→ **PROVIDED DATA**
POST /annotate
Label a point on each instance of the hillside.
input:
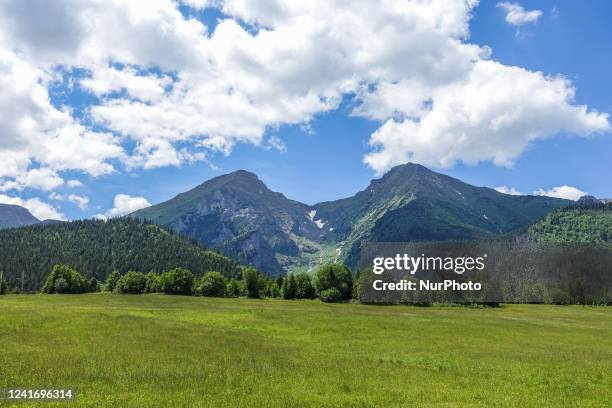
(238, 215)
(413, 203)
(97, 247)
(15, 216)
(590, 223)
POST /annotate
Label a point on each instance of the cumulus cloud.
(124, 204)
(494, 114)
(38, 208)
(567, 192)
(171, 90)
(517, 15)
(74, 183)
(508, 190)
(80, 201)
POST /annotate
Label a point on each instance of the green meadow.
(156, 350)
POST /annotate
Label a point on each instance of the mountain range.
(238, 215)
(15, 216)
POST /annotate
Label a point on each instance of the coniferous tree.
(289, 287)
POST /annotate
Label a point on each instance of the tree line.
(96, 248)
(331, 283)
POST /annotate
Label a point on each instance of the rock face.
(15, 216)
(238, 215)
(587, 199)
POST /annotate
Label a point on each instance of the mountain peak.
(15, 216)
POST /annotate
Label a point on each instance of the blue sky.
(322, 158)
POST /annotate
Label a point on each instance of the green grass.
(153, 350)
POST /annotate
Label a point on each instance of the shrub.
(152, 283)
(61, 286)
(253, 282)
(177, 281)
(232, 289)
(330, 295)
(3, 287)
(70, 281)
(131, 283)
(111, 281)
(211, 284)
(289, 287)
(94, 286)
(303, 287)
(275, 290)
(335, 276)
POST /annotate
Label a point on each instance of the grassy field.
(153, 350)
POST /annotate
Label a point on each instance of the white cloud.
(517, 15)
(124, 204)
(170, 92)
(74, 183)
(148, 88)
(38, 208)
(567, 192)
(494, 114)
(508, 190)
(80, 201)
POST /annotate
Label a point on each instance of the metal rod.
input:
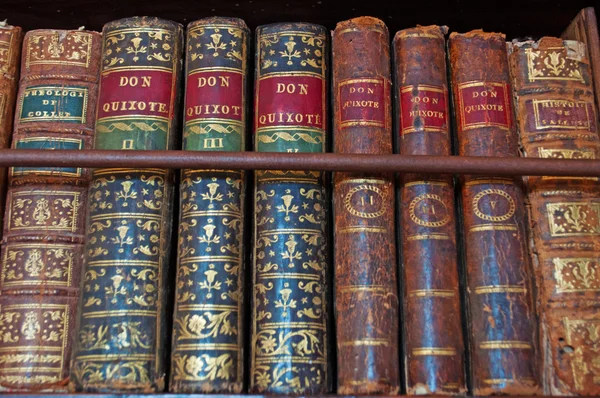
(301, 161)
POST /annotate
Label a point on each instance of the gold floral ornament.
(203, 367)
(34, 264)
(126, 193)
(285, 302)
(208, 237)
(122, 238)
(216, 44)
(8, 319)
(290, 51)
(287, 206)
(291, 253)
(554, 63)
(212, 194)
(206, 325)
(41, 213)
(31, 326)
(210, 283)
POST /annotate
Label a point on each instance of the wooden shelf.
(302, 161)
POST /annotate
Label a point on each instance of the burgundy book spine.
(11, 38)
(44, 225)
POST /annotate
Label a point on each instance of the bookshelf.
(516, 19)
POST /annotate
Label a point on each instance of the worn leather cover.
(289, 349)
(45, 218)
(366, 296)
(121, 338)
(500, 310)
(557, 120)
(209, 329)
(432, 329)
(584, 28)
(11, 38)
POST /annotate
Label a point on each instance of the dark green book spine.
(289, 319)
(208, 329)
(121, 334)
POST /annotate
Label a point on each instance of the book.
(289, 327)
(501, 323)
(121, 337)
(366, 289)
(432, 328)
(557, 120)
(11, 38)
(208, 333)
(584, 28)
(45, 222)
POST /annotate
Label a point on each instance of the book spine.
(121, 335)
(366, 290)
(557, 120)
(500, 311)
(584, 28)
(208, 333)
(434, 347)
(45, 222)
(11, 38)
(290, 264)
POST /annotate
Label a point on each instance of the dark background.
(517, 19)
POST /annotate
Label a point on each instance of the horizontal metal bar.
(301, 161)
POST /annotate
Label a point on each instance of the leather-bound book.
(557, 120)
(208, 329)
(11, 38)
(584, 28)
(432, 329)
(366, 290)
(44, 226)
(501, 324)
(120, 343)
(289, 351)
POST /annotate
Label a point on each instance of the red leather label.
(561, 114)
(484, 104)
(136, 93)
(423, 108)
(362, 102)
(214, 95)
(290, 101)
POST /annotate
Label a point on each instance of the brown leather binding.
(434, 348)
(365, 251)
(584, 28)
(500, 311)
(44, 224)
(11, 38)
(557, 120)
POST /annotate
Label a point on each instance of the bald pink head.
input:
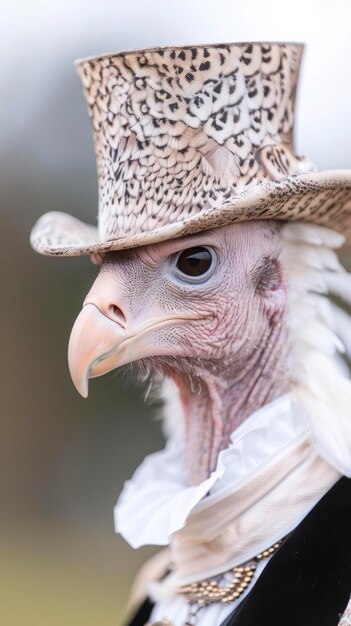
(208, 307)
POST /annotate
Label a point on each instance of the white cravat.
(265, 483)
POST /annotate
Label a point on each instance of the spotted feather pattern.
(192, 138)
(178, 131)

→ **TASK STATEMENT**
Every record above should be transcribed exactly; the pictures stay out of the copy.

→ **OUTPUT FOR THIS TASK**
POST /annotate
Label a point on each instance of the hillside.
input:
(238, 215)
(413, 203)
(97, 247)
(15, 216)
(590, 223)
POST /annotate
Label a point on each instance of the cumulus cloud.
(124, 204)
(494, 114)
(38, 208)
(567, 192)
(171, 90)
(517, 15)
(74, 183)
(508, 190)
(80, 201)
POST /annotate
Label a point on each instance of the green meadow.
(156, 350)
POST /annotate
Label a point on each instance of the mountain range.
(238, 215)
(15, 216)
POST /annotate
Label a point on each instance of the coniferous tree.
(289, 287)
POST /annotate
Label a point on each instance of the tree line.
(96, 248)
(331, 283)
POST /annotate
Label a point on each instance of the rock face.
(15, 216)
(238, 215)
(587, 199)
POST /annotate
Label a point on each instance of the mountain peak.
(15, 216)
POST /annotate
Label a point on each instance of the blue sky.
(322, 158)
POST /annotate
Label a point on each instance of the green grass.
(153, 350)
POST /annotate
Label a point on each instance of the shrub.
(152, 283)
(61, 286)
(253, 282)
(177, 281)
(232, 289)
(330, 295)
(3, 287)
(70, 281)
(131, 283)
(111, 281)
(211, 284)
(289, 287)
(94, 286)
(303, 287)
(275, 290)
(335, 276)
POST /annotate
Label a point on each instance of the grassy field.
(153, 350)
POST /annotate
Label a point on each instance of the white cloud.
(517, 15)
(124, 204)
(170, 92)
(74, 183)
(148, 88)
(38, 208)
(567, 192)
(494, 114)
(508, 190)
(80, 201)
POST /annotate
Label a point on each instance of the metal rod.
input:
(301, 161)
POST /annotate
Label a point on each instance of the gold floral ornament.
(203, 367)
(34, 264)
(126, 193)
(285, 302)
(208, 237)
(122, 238)
(216, 44)
(8, 319)
(290, 51)
(287, 206)
(291, 253)
(554, 63)
(212, 194)
(206, 325)
(41, 213)
(31, 326)
(210, 283)
POST /annotate
Label a point on each instance of the wooden shelf.
(302, 161)
POST /annotate
Label a point on each instance of the burgundy book spine.
(11, 38)
(44, 225)
POST /annotate
Label a point on each instance of the bookshelf.
(516, 19)
POST /annotate
Label a point on each instance of the worn leather cover.
(289, 349)
(45, 218)
(366, 296)
(121, 338)
(500, 310)
(557, 120)
(209, 329)
(432, 329)
(584, 28)
(11, 38)
POST /annotate
Label a point on each instance of the dark green book spine.
(289, 319)
(208, 329)
(121, 334)
POST /annotate
Label a point on each instance of the book.
(289, 327)
(501, 323)
(121, 337)
(366, 289)
(432, 328)
(557, 120)
(11, 38)
(208, 333)
(584, 28)
(45, 222)
POST /annotate
Label a point on each instance of the book spine.
(121, 335)
(366, 290)
(557, 120)
(500, 311)
(584, 28)
(208, 333)
(434, 347)
(45, 222)
(11, 38)
(290, 264)
POST /annotate
Label a point on each instance of the dark background.
(517, 19)
POST /annotate
Label a point on each instance of the horizontal metal bar.
(301, 161)
POST /annotate
Label a point on each instance of the leather-bound book.
(557, 120)
(208, 329)
(11, 38)
(584, 28)
(432, 329)
(366, 290)
(44, 226)
(501, 324)
(120, 343)
(289, 351)
POST /annotate
Label a point on each instance of the red leather label.
(561, 114)
(484, 104)
(136, 93)
(423, 108)
(362, 102)
(214, 95)
(290, 101)
POST /annotate
Label a point on each instance of the brown leather binding.
(434, 348)
(365, 251)
(584, 28)
(500, 311)
(44, 224)
(11, 38)
(557, 120)
POST /annotate
Label a point on each instance of the bald pink head.
input:
(208, 307)
POST /annotate
Label a point on each instance of the white cravat.
(265, 483)
POST /annotate
Label a point on each instance of the spotted feather pattern.
(192, 138)
(178, 131)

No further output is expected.